- **Required work**
1) From the keyword research text, extract the passage starting at "As such, we" and ending at "choice of keyword.", copying it word for word.
2) Answer these questions using the keyword research text:
(a) In the "old school" technique, what is divided by what?
(b) In the golf lessons example, which broad keyword might you want to rank for?
(c) What step does the text suggest if you have no PPC data and poor rankings?

- **Source document**
The first step in any SEO project is to establish which keywords/phrases we should pursue rankings for. For some clients, the question is an easy enough one to answer – I sell blue widgets, so I want to rank for ‘blue widgets’, ‘buy blue widgets’, cheap blue widgets’ and so on; but in most cases it’s somewhat more complex.
A typical ‘old school’ SEO keyword research technique would be to simply divide the volume of searches for the keyword by the amount of websites ‘competing’ for the search query, and find the keyword with the most favourable popularity/competition ratio. Whilst volume and competition should of course form part of the keyword research process, this approach can be a little too simplistic.
As such, we typically consider the following factors when selecting keywords for our clients:
Relevance (and what converts!)
Before we even start looking at search volumes and competing websites we need to fully understand what kind of keywords would be relevant to our client – typically this involves looking at all the products/services offered and working out what a searcher might use to find the service/product in question.
The temptation here is to go too broad with keywords, if you sell golf lessons, you’re probably likely to find that your best converting traffic comes from keywords like ‘golf lessons’, or ‘golf lessons in <location>’. You might *want* to rank for ‘golf’ but unless you’ve a huge budget and have little or no concerns about seeing ROI from your activity, this probably isn’t the best choice of keyword.
If you’ve run PPC campaigns before, you should already have a goldmine of information to give you a good idea of which phrases are most relevant, and convert. If you’ve no such data, and poor rankings currently, it may be worth running a PPC campaign to test which keywords/phrases convert.

- **Supplied entries**

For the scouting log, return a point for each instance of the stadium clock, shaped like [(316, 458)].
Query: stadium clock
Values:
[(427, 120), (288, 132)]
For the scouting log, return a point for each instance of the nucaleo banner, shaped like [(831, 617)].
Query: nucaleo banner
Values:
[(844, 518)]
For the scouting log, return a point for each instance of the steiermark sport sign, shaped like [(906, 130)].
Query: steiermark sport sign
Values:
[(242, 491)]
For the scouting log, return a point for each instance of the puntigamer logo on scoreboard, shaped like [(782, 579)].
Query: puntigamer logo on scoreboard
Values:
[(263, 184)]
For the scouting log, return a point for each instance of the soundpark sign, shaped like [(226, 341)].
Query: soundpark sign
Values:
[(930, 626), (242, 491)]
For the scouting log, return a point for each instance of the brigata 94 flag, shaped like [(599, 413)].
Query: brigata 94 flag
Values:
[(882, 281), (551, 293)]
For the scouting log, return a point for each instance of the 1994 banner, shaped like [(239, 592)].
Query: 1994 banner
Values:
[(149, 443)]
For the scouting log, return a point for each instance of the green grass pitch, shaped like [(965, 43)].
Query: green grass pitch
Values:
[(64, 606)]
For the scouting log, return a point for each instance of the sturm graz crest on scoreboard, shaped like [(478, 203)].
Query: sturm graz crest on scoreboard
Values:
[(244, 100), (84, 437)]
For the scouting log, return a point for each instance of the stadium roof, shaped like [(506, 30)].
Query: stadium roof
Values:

- **In response**
1)
As such, we typically consider the following factors when selecting keywords for our clients:
Relevance (and what converts!)
Before we even start looking at search volumes and competing websites we need to fully understand what kind of keywords would be relevant to our client – typically this involves looking at all the products/services offered and working out what a searcher might use to find the service/product in question.
The temptation here is to go too broad with keywords, if you sell golf lessons, you’re probably likely to find that your best converting traffic comes from keywords like ‘golf lessons’, or ‘golf lessons in <location>’. You might *want* to rank for ‘golf’ but unless you’ve a huge budget and have little or no concerns about seeing ROI from your activity, this probably isn’t the best choice of keyword.

2)
(a) The volume of searches for the keyword is divided by the number of websites competing for the search query.
(b) 'golf'
(c) Running a PPC campaign to test which keywords/phrases convert.